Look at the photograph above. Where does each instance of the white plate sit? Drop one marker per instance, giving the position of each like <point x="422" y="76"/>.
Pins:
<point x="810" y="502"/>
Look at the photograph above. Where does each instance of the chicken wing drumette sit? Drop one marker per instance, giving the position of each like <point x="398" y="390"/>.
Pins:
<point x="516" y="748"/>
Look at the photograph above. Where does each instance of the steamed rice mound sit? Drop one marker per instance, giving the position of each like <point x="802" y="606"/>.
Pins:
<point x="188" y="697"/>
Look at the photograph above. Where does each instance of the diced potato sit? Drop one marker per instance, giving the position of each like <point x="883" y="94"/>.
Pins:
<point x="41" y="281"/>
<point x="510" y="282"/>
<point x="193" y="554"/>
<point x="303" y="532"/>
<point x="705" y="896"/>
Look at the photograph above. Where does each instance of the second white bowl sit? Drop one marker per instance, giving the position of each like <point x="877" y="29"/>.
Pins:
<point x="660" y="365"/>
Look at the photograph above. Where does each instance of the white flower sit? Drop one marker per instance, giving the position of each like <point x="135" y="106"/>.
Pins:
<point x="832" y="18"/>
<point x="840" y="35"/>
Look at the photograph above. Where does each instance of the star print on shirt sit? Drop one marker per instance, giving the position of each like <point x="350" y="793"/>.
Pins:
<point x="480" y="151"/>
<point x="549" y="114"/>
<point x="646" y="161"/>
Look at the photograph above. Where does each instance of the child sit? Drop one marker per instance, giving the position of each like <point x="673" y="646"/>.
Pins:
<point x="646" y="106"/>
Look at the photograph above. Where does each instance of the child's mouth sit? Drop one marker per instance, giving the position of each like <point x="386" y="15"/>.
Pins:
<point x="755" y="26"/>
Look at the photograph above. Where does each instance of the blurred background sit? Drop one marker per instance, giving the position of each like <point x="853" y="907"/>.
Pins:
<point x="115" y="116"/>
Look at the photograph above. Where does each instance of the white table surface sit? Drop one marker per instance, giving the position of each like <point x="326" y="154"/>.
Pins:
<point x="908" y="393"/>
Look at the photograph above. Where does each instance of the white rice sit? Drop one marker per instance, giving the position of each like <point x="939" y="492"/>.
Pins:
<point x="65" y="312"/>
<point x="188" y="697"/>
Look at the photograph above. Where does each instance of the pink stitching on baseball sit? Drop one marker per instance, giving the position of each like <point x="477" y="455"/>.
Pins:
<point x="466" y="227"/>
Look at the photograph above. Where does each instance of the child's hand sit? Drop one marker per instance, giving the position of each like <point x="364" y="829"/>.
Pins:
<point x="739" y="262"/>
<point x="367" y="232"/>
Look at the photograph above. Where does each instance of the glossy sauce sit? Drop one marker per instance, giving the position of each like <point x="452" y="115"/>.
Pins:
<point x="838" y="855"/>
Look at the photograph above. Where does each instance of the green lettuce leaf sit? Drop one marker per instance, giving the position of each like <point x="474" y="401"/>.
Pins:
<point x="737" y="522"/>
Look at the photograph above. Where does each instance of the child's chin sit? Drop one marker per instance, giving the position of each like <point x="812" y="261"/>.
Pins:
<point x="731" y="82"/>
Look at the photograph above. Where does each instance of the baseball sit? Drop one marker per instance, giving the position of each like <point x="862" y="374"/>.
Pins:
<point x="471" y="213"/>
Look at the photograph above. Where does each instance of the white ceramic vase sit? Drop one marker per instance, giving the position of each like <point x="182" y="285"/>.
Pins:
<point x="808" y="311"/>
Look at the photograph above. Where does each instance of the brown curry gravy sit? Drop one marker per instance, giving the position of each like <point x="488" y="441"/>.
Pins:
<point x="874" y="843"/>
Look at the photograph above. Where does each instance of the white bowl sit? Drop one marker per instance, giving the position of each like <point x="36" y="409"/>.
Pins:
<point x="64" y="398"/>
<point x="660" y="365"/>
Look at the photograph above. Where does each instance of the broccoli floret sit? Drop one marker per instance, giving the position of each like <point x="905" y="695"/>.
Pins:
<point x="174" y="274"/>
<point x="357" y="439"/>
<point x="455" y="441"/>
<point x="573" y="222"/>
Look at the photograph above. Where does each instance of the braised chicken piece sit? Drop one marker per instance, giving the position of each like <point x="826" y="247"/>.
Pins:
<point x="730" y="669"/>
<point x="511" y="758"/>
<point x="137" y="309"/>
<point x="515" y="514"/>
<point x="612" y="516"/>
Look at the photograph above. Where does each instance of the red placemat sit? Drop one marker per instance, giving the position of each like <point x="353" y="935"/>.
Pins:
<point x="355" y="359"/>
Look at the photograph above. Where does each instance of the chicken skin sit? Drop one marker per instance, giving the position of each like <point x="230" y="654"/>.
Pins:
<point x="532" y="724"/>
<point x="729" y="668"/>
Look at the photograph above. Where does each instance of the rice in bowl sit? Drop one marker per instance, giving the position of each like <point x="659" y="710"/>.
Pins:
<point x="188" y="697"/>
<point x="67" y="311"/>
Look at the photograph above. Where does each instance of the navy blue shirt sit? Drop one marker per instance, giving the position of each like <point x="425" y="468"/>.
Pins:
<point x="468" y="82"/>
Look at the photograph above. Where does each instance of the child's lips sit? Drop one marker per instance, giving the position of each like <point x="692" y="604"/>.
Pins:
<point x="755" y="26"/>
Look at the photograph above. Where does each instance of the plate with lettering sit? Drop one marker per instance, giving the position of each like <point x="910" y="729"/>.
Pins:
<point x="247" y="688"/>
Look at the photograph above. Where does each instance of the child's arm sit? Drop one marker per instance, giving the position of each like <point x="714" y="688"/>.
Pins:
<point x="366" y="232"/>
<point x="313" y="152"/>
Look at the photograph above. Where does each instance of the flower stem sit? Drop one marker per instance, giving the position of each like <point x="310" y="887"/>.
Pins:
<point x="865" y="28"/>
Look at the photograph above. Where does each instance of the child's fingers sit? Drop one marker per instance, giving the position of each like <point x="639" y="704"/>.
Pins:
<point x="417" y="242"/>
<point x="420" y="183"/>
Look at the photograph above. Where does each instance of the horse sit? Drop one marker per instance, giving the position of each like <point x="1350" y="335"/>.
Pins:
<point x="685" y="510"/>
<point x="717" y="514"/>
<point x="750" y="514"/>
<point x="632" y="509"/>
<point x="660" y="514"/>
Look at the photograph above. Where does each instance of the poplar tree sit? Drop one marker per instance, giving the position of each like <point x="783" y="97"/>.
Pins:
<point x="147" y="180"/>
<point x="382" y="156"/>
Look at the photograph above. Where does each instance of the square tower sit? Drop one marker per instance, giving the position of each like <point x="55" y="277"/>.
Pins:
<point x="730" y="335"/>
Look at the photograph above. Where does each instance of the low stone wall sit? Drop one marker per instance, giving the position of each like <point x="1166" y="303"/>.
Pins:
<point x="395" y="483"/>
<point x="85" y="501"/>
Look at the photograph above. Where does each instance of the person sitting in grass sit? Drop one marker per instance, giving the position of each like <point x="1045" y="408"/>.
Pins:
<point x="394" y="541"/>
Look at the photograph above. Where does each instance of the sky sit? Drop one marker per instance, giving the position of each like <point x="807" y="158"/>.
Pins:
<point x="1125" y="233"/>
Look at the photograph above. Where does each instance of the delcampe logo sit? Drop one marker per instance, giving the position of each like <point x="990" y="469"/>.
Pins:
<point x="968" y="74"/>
__________
Directions:
Each line of the listing that contains the word "plate" must be copied.

Response area:
Look at the photograph above. Where does each instance of the white plate sit? Drop one marker per instance, giving the position of each like <point x="422" y="76"/>.
Look at the photograph above. Where does each instance of the plate with lettering sit? Drop one marker per instance, giving the position of each like <point x="910" y="729"/>.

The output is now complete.